Written request: Please repeat all of the listing exactly.

Named object pointing entries:
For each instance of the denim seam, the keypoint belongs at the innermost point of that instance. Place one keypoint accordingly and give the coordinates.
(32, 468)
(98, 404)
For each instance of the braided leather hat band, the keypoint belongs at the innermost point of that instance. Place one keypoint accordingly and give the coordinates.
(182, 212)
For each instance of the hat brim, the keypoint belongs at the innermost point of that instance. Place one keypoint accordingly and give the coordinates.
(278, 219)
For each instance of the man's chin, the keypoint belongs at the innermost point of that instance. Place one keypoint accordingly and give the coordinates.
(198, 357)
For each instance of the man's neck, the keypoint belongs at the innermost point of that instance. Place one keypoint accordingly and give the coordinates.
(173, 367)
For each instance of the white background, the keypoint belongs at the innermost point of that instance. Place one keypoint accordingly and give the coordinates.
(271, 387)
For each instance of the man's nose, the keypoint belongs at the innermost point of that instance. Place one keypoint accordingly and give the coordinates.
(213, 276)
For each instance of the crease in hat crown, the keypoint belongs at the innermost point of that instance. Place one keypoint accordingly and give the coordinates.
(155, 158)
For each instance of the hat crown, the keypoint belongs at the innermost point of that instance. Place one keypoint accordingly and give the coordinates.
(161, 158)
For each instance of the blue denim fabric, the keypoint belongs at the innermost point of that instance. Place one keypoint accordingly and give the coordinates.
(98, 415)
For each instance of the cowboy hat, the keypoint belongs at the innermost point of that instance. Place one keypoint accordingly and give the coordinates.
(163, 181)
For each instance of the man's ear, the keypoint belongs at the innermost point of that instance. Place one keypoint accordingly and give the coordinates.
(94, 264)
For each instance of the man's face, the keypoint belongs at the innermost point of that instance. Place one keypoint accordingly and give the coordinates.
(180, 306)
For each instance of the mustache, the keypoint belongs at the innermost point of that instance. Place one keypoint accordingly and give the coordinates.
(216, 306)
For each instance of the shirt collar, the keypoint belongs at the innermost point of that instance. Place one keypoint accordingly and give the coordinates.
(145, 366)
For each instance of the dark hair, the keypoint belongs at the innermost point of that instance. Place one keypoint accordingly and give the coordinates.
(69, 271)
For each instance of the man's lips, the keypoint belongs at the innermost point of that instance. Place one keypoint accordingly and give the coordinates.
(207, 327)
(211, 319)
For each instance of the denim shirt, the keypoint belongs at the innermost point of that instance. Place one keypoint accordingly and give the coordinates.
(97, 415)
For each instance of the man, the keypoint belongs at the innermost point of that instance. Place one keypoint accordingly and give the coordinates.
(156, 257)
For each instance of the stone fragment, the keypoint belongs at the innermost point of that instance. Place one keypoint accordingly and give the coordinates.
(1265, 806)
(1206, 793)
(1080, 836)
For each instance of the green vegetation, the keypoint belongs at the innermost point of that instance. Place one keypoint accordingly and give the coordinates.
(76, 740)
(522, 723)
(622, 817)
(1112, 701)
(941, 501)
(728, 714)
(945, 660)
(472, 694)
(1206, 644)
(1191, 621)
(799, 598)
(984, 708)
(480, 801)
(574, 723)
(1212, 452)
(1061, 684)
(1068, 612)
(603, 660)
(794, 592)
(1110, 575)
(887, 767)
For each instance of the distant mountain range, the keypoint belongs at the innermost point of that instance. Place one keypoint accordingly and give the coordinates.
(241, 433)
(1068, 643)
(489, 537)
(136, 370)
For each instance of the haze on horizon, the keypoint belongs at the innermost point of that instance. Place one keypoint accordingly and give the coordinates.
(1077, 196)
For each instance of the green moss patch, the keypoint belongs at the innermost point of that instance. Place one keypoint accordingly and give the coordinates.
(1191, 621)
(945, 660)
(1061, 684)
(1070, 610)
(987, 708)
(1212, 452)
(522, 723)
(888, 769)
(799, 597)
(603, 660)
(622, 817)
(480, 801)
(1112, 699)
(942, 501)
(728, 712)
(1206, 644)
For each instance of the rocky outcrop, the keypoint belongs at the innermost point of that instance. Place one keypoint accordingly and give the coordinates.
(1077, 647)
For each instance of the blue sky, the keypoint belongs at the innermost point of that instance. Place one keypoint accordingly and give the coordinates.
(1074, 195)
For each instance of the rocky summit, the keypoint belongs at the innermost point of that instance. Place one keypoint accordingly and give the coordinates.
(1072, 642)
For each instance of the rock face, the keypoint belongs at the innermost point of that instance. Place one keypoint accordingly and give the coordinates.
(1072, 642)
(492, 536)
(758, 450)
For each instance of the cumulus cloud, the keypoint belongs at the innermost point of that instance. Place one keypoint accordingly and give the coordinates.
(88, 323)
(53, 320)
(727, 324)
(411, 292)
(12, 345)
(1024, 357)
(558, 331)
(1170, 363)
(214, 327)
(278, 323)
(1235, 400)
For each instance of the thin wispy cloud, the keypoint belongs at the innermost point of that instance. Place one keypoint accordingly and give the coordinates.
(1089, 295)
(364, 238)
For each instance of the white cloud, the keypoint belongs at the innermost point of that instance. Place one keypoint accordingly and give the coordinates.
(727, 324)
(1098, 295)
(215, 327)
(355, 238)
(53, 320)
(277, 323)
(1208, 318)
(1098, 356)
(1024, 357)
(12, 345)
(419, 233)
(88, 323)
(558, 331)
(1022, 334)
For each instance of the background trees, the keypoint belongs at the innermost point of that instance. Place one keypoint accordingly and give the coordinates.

Result of this task:
For each instance of the denim seam, the keypoint belongs at the innermost point of that instance. Place one keypoint accordingly and give the coordinates.
(32, 468)
(98, 404)
For each instance of the braided leather hat band, the keypoint belongs at the innermost point of that instance. Place one keypoint accordingly and give the coordinates.
(182, 212)
For each instance of the hat brim, the keypoint belongs at the innermost point of that instance. Place one keypoint accordingly and give the coordinates.
(278, 219)
For each instance of the man's chin, the keypoint belongs at the innermost point of that instance. Place one keypoint accordingly and give the coordinates.
(198, 357)
For each instance of the man's neck, the keypoint belongs at the innermost point of that instance. Place one keypoint accordingly and give the coordinates.
(173, 367)
For each instance of the white background, the keypoint belongs at the innermost point of that instance. Place one keypoint accordingly and give the coordinates.
(271, 387)
For each instance of the man's nose, the keypoint belongs at the innermost point of that instance. Place one keypoint accordingly and give the coordinates.
(213, 276)
For each instance of the crease in hat crown, the keypoint belongs at the innermost point of that instance. Place one keypoint accordingly and give the coordinates.
(155, 158)
For each instance of the hat crown, the keypoint belongs at the innermost point of that instance. Place one keypoint accordingly and give the coordinates.
(161, 158)
For each instance of the blue denim fabric, the keypoint belongs at the innermost point of that instance. Place one keypoint accordingly and give the coordinates.
(98, 415)
For each instance of the cowboy hat, the keypoint belongs at the innermost point of that instance. Place one keypoint accordingly and give the coordinates.
(163, 181)
For each instance of the man's ear, the keypoint belongs at the innermost point of that instance. Place one keypoint accordingly and give the coordinates.
(94, 264)
For each instance of the man's face, the keypoint belongs at the innermost point of that instance. Place one keypoint accordingly and give the coordinates.
(180, 306)
For each instance of the mustache, the keypoint belongs at the innermost point of that instance. Place one keypoint accordingly and give the coordinates.
(216, 306)
For each instance of the shirt collar, the keypoint belongs at the innermost point of that instance. Place one keypoint accordingly and give the coordinates.
(145, 366)
For each instance of the dark hair, the keypoint belongs at the innermost point of that instance. Place one keypoint accordingly and give the coordinates.
(69, 271)
For each instance of the man's lips, the keypoint belongs at the innermost point of that instance. Place one keypoint accordingly and give the coordinates.
(207, 327)
(211, 319)
For each instance of the denim shirt, the keypoint belongs at the innermost point of that instance. Place one keypoint accordingly and give the coordinates.
(97, 415)
For each instance of the man, the keypoint belongs at the innermost point of that instance. Place one keypoint accordingly and give the coordinates.
(156, 257)
For each instance of the stone fragment, the keypoint belongs at the innermost point of that instance. Place one keypoint accordingly and give the coordinates.
(1265, 806)
(1206, 793)
(1080, 836)
For each instance of the green vegetation, the keypoint belongs at the innermost point of that instance. Place one keypoint accordingly and give the coordinates.
(76, 740)
(522, 723)
(622, 817)
(1112, 701)
(941, 501)
(728, 714)
(945, 660)
(472, 694)
(1206, 644)
(1191, 621)
(799, 598)
(984, 708)
(480, 801)
(574, 723)
(1212, 452)
(1061, 684)
(1068, 612)
(603, 660)
(794, 592)
(1110, 575)
(887, 767)
For each instance of the distant mountain range, the keypoint belongs at the innermost point of that instance. Place one keypoint accordingly and give the coordinates.
(241, 433)
(1068, 643)
(489, 537)
(136, 370)
For each instance of the haze on horizon, the keypoint belongs at the innermost point of that instance. Place one keypoint accordingly and give the coordinates.
(1077, 196)
For each instance of the green moss patch, the keypoint belongs at the innermost point of that instance. Place one keypoint accordingly and give the coordinates.
(1191, 621)
(945, 660)
(1061, 684)
(1070, 610)
(987, 708)
(1212, 452)
(522, 723)
(888, 769)
(799, 597)
(603, 660)
(622, 817)
(480, 801)
(1112, 699)
(942, 501)
(728, 712)
(1206, 644)
For each instance of the rocky outcrop, the keypoint belongs at the innermost point of that instance. Place one keypoint accordingly and give the coordinates.
(1077, 647)
For each instance of the blue sky, the keypoint belongs at the innermost point of that instance. Place one keypoint accordingly and give the coordinates.
(1074, 195)
For each instance of the rocky summit, the keypoint belongs at the innermost point of that instance. Place one keypoint accordingly and give the coordinates.
(1072, 642)
For each instance of the rock face, the keypoint belongs at the innermost point of that instance. Place one keypoint accordingly and give the coordinates.
(1072, 642)
(492, 536)
(758, 450)
For each instance of the cumulus cloud, the keypoint belongs at the innermost point of that instance. Place one keypoint accordingly and give the coordinates.
(88, 323)
(53, 320)
(727, 324)
(411, 292)
(12, 345)
(1024, 357)
(558, 331)
(1170, 363)
(214, 327)
(278, 323)
(1235, 400)
For each instance of the thin wispy cloud, the keypoint belongs at the innermost point of that instance. Place one keypoint accordingly and give the coordinates.
(1089, 295)
(364, 238)
For each instance of the white cloud, the keypoint belongs at the innermost point of that instance. Place one keypoint accordingly and give the coordinates.
(727, 324)
(1098, 295)
(215, 327)
(355, 238)
(53, 320)
(277, 323)
(1208, 318)
(1098, 356)
(1024, 357)
(12, 345)
(419, 233)
(88, 323)
(558, 331)
(1022, 334)
For each instance of the background trees, the keypoint belongs at the innermost point of that instance. Place one keypoint accordingly and give the coordinates.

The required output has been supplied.